**TASK DESCRIPTION**
Report every line of the entries below that contains the string "pattern", copying each such line in full. Case counts.

+++ PROVIDED ENTRIES

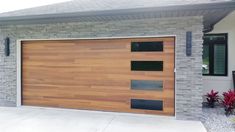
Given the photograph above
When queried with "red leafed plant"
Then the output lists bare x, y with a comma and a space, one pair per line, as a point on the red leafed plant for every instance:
212, 98
229, 101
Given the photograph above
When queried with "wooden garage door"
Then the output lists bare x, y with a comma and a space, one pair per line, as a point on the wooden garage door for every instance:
123, 75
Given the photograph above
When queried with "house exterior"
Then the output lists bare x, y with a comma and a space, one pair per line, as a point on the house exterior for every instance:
144, 57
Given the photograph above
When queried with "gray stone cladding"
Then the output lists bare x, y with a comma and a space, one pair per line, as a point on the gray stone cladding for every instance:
188, 77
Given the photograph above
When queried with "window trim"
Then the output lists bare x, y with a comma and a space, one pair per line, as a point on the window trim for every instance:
211, 53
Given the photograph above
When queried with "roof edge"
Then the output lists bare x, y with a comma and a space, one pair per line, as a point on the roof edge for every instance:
195, 7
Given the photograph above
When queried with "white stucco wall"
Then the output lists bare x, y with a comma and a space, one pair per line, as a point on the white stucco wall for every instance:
222, 84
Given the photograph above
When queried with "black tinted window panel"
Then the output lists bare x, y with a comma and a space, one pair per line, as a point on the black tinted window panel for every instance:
147, 65
146, 46
147, 104
146, 85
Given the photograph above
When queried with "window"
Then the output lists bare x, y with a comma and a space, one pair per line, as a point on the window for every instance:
146, 85
147, 104
215, 55
147, 65
146, 46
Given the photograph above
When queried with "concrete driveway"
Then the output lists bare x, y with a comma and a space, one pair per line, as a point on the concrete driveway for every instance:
35, 119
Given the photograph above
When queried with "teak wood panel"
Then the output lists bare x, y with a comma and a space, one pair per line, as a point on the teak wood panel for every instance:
93, 74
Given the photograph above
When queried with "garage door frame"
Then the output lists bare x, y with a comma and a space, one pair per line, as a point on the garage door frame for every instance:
19, 60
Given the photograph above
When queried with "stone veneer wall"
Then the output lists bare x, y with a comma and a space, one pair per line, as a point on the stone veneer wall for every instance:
188, 76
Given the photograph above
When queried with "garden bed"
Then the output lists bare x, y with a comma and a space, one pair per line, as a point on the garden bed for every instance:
215, 120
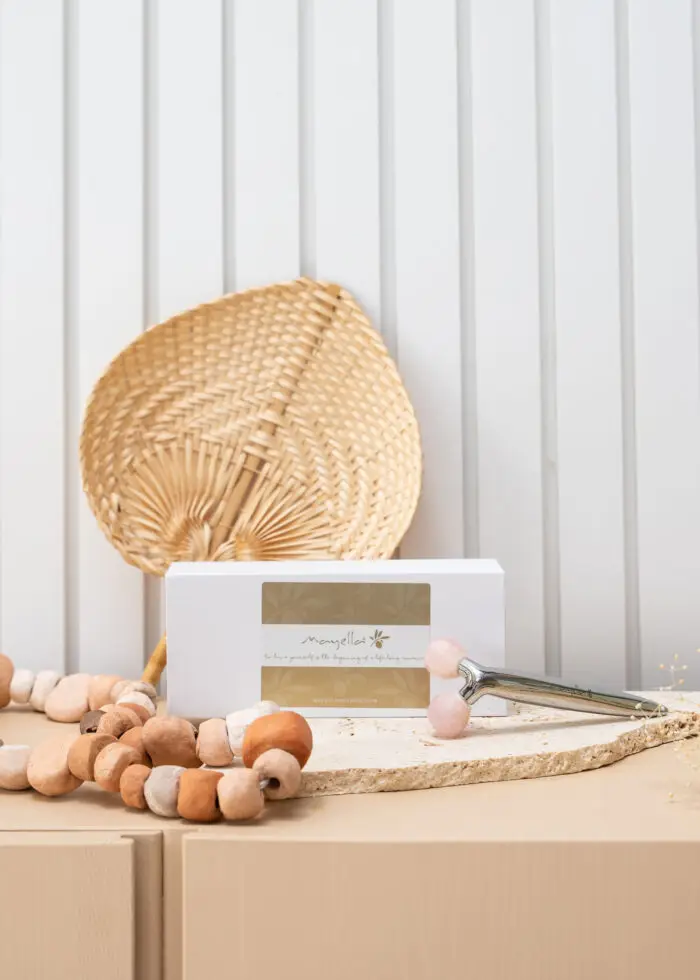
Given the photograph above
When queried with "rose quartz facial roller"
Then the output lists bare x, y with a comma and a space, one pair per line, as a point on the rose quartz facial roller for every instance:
449, 712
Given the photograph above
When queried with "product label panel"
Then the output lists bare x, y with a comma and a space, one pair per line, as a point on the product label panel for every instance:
345, 644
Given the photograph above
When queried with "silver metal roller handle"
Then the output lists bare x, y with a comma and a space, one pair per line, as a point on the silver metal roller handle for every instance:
549, 694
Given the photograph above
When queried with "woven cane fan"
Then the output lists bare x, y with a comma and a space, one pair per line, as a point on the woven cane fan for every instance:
271, 424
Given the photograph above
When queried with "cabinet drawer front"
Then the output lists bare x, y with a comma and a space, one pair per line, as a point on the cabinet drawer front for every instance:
68, 905
420, 910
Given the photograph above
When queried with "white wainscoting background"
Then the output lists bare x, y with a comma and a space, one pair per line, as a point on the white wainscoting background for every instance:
511, 189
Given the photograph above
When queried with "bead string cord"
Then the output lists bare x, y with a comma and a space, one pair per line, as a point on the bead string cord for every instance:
163, 764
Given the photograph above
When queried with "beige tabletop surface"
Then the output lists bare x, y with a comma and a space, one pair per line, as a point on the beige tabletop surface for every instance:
653, 796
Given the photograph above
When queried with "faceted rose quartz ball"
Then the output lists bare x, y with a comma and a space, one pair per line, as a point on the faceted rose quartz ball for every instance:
443, 657
448, 714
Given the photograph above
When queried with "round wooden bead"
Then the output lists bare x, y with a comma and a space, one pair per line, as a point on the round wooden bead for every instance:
240, 797
139, 687
197, 798
285, 730
134, 738
90, 722
138, 709
7, 669
283, 772
161, 790
21, 686
117, 721
68, 700
138, 697
99, 689
117, 689
171, 741
131, 785
14, 760
111, 763
83, 753
238, 721
213, 748
44, 683
48, 771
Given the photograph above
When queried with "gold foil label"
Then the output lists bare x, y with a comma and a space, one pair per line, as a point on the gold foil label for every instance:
346, 603
345, 644
347, 687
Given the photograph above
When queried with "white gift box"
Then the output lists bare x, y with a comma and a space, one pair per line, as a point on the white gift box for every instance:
333, 639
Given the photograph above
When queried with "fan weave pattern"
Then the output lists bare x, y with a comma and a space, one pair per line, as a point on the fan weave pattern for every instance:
271, 424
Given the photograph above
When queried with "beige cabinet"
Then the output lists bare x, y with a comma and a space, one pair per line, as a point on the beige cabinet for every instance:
419, 910
83, 904
594, 875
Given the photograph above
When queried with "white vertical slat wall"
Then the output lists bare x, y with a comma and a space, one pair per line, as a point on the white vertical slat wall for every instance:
511, 189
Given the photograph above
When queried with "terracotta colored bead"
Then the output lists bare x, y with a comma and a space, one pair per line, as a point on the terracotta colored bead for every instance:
171, 741
134, 738
90, 721
212, 743
7, 669
117, 721
48, 771
44, 683
83, 752
68, 700
138, 709
137, 697
283, 771
14, 760
197, 798
98, 690
111, 763
285, 730
240, 797
132, 783
21, 686
161, 790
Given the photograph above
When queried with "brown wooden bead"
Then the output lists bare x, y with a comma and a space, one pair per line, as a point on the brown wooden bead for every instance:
98, 690
131, 785
240, 797
283, 772
111, 763
134, 738
284, 730
117, 721
48, 771
90, 721
83, 752
213, 747
7, 669
138, 709
197, 798
171, 741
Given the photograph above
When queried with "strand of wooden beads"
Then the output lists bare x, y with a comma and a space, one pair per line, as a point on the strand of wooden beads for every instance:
164, 764
67, 698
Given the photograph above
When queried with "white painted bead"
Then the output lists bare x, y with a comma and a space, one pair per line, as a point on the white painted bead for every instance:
142, 686
44, 684
137, 697
161, 788
21, 686
238, 721
68, 701
14, 760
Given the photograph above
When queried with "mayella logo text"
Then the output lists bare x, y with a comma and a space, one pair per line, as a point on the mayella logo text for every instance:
349, 639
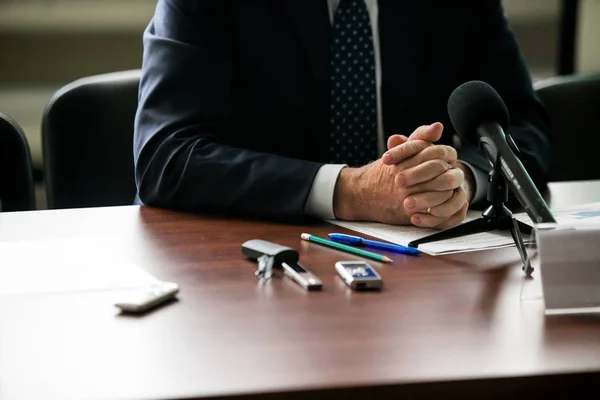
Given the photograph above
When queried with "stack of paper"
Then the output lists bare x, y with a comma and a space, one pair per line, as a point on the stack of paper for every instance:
481, 241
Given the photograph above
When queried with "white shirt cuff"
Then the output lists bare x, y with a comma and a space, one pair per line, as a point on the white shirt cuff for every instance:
481, 183
320, 199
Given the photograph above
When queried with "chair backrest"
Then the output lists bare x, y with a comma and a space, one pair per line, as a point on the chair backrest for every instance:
87, 140
573, 104
16, 176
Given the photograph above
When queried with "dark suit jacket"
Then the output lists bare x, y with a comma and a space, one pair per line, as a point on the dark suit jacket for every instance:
234, 97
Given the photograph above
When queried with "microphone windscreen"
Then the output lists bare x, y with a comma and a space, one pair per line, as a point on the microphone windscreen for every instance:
472, 104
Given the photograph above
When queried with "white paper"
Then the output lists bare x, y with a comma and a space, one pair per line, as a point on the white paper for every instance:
65, 265
570, 265
481, 241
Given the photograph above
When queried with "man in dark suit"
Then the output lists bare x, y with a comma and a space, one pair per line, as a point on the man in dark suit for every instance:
284, 109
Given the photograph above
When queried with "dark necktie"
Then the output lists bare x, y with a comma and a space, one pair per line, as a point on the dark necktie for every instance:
353, 119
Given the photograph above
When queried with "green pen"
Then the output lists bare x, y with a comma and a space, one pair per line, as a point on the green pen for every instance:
346, 248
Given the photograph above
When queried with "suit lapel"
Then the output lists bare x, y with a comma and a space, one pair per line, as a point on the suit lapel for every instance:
402, 34
311, 20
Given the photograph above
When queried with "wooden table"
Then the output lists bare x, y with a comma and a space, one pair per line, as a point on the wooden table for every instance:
443, 326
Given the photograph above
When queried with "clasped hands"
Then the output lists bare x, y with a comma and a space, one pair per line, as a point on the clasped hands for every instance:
414, 182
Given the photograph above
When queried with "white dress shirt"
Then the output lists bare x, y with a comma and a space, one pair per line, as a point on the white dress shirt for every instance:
320, 199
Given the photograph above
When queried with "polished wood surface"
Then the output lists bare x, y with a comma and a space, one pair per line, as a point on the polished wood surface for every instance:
443, 326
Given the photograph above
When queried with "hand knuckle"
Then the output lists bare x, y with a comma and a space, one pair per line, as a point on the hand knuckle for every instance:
451, 154
440, 164
448, 180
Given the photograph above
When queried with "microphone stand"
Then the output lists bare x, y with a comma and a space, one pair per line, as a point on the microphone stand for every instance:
496, 217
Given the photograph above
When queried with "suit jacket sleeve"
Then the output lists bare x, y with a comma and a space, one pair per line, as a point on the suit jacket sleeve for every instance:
495, 58
183, 158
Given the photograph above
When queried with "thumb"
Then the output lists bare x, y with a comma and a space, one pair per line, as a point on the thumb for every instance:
396, 140
429, 133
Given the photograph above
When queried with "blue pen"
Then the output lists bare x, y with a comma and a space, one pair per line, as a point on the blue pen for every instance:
358, 241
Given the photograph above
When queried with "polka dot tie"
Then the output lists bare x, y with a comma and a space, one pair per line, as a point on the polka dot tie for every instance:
353, 119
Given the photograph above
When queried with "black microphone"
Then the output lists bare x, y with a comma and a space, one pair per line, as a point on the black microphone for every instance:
479, 115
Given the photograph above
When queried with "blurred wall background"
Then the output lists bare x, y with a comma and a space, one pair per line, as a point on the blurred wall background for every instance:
45, 44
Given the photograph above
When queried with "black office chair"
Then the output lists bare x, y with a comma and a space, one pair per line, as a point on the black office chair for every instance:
87, 139
573, 104
16, 176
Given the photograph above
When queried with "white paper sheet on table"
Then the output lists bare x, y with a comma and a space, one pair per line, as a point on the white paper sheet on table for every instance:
65, 265
482, 241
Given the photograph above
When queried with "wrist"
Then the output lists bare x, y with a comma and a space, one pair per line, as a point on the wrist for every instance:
346, 195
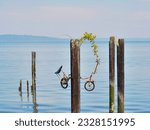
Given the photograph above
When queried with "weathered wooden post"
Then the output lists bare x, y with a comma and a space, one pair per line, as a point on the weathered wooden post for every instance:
20, 86
120, 75
34, 70
111, 74
75, 76
27, 89
27, 86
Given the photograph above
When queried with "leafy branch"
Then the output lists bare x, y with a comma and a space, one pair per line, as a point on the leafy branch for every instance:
91, 38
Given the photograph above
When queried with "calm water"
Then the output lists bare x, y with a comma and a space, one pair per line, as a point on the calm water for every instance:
15, 64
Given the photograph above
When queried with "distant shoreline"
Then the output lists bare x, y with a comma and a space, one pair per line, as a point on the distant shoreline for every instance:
13, 38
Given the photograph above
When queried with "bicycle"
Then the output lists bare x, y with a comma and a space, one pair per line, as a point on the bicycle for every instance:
89, 85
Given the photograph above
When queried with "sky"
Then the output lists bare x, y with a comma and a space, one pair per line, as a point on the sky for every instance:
59, 18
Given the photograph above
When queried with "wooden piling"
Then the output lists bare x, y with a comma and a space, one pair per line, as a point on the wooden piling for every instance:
111, 74
27, 89
27, 85
75, 76
120, 75
33, 70
20, 86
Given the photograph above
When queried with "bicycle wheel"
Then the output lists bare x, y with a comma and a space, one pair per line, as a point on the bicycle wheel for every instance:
89, 85
64, 83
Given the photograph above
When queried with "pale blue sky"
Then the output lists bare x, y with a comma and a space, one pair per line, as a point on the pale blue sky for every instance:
122, 18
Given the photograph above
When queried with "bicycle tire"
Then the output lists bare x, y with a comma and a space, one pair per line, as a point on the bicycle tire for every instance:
89, 85
64, 83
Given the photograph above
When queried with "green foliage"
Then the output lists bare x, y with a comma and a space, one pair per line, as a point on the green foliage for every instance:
91, 38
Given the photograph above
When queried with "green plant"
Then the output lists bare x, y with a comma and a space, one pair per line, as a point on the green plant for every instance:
91, 38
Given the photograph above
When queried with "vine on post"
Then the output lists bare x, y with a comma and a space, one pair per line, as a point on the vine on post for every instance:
91, 38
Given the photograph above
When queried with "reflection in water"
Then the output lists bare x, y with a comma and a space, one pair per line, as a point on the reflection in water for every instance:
35, 105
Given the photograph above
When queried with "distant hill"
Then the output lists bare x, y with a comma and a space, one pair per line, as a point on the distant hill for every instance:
9, 38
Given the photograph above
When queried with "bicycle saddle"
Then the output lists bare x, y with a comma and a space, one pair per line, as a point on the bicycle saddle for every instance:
58, 71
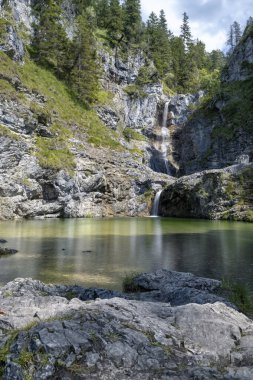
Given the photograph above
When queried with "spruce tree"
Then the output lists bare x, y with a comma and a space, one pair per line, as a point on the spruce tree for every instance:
237, 32
84, 73
132, 20
50, 44
186, 32
103, 13
115, 22
234, 36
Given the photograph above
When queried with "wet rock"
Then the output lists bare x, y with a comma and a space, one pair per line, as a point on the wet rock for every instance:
213, 194
7, 251
108, 116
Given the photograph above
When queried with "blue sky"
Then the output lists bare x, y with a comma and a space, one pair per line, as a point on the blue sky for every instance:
209, 19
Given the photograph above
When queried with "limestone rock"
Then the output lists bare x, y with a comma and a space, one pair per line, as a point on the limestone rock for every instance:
120, 338
213, 194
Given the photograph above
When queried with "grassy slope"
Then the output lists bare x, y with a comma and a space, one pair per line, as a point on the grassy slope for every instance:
68, 119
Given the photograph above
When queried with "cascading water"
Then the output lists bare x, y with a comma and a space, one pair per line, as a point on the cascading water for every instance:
164, 151
156, 204
165, 137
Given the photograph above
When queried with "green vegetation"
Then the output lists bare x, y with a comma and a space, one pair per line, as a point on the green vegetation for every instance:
72, 119
128, 284
239, 295
5, 131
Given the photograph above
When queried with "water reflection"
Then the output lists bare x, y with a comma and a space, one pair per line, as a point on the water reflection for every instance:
99, 252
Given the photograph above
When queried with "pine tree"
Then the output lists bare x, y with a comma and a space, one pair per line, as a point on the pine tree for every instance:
234, 36
84, 74
115, 22
132, 20
216, 60
50, 44
103, 13
163, 22
237, 32
186, 32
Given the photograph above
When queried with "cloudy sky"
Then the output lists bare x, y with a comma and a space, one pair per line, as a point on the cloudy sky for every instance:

++++++

**SOLUTION TO THIS PROBLEM**
When queried with "fan weave pattern"
Then the output lists bare x, y with a comma and a space, one pair per line, as a point on the fan weave pattern for every instance:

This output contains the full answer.